Entries taken from a collection:

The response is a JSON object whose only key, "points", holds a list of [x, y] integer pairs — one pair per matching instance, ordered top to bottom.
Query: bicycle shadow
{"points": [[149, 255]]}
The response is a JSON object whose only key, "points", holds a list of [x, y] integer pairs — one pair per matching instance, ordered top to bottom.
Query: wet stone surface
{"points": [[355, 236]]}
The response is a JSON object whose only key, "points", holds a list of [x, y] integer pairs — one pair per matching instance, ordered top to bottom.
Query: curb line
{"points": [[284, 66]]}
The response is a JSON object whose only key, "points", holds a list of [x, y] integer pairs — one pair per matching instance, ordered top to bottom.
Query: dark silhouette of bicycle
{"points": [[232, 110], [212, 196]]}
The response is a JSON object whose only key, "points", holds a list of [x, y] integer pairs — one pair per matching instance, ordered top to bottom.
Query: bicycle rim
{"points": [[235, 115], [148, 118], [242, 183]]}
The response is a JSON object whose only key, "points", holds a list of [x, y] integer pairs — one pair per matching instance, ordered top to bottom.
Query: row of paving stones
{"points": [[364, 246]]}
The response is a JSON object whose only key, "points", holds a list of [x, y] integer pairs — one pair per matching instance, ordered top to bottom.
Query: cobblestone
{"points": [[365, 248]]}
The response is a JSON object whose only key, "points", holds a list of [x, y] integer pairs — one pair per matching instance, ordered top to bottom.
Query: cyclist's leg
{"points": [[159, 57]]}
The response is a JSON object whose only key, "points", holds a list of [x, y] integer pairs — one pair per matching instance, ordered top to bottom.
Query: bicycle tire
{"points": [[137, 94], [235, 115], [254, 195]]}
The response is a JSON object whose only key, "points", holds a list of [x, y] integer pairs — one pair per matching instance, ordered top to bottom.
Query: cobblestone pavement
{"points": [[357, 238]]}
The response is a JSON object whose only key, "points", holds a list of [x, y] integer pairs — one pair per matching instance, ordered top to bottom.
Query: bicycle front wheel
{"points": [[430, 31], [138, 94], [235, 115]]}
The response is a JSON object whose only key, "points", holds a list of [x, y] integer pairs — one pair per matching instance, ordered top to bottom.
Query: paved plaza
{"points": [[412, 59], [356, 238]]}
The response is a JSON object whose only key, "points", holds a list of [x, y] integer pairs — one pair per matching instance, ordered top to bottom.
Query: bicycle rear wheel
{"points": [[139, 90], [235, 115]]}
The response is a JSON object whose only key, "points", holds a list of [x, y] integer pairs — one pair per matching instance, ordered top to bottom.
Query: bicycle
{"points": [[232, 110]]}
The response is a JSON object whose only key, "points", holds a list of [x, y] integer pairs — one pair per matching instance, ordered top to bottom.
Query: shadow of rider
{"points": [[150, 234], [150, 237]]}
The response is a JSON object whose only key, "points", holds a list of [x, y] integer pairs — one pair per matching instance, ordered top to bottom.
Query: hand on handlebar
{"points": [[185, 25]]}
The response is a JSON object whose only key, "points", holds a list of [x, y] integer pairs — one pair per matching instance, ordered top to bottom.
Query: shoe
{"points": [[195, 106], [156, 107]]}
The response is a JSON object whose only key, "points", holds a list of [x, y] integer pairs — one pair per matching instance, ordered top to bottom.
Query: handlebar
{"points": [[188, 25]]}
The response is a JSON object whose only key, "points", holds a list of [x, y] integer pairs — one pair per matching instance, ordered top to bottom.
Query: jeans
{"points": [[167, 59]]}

### Task instructions
Please repeat the listing exactly, with nothing left out.

### Solution to this exercise
The response is a JSON object whose only key, "points", holds a list of [x, y] integer pairs — one pair per matching instance, ordered top to bottom.
Query: bicycle shadow
{"points": [[149, 255]]}
The response is a JSON object whose only key, "points", holds a list of [x, y] integer pairs — one pair per matching instance, ordered top to bottom.
Query: wet stone surface
{"points": [[355, 236]]}
The response is a JSON object whose only key, "points", holds a list of [x, y] integer pairs — one pair per matching instance, ordered top to bottom.
Query: curb line
{"points": [[284, 66]]}
The response is a JSON object whose only key, "points", holds a list of [x, y] integer pairs — one pair per matching instance, ordered top to bottom.
Query: dark silhouette of bicycle
{"points": [[232, 110], [212, 196]]}
The response is a JSON object whose only key, "points", holds a list of [x, y] integer pairs — one pair per matching instance, ordered top to bottom.
Query: bicycle rim
{"points": [[235, 115], [148, 118], [242, 183]]}
The response is a JSON object whose only key, "points", holds a list of [x, y] integer pairs — one pair per matching instance, ordered top to bottom.
Query: row of paving stones
{"points": [[364, 246]]}
The response is a JSON object whose only key, "points", holds a list of [x, y] integer pairs — one pair per matching instance, ordered top to bottom.
Query: cobblestone
{"points": [[365, 248]]}
The response is a JSON object whose only key, "points", holds a list of [x, y] integer pairs — one pair per matching instance, ordered top to bottom.
Query: cyclist's leg
{"points": [[159, 57]]}
The response is a JSON object whose only key, "points", holds a list of [x, y] integer pairs — one pair per matching instance, ordered top to bottom.
Query: bicycle tire
{"points": [[137, 94], [235, 115], [254, 195]]}
The response is a JSON object whose only key, "points", holds a list of [x, y] integer pairs — one pair per matching instance, ordered top to bottom.
Query: cobblestone pavement
{"points": [[357, 238]]}
The response is a JSON object whose only key, "points", holds a list of [x, y] integer pairs — one pair per matching instance, ordered top to bottom.
Query: bicycle front wheel
{"points": [[430, 31], [138, 94], [235, 115]]}
The response is a JSON object whose only key, "points", holds a list of [x, y] integer pairs — one pair per matching instance, ordered top to bottom.
Query: paved plaza
{"points": [[412, 59], [356, 238]]}
The response is a JSON object whose only key, "points", holds a list of [x, y] integer pairs — one pair per matching instance, ordered top to bottom.
Query: bicycle rear wheel
{"points": [[139, 90], [235, 115]]}
The response is a JSON object whose only key, "points", holds a list of [x, y] integer pairs — one pair per matching instance, ordered top to bottom.
Query: bicycle
{"points": [[232, 110]]}
The response is a JSON object whose only key, "points", holds a list of [x, y] integer pairs — one pair per matching instance, ordered top to bottom.
Query: shadow of rider
{"points": [[150, 234], [150, 237]]}
The response is a JSON object whose only key, "points", holds a list of [x, y] integer pairs — one pair per matching instance, ordered top to bottom.
Query: hand on handlebar
{"points": [[185, 25]]}
The response is a JSON object whose only key, "points", holds a list of [x, y] integer pairs — one pair per matching instance, ordered top to bottom.
Query: shoe
{"points": [[195, 106], [156, 107]]}
The response is a JSON object whose only key, "points", holds a list of [x, y] integer pairs — one pair per matching instance, ordered top to bottom.
Query: handlebar
{"points": [[188, 25]]}
The response is a JSON object whose only key, "points", holds a list of [x, y] integer pairs — one pair per matching instance, ordered top to bottom.
Query: jeans
{"points": [[167, 59]]}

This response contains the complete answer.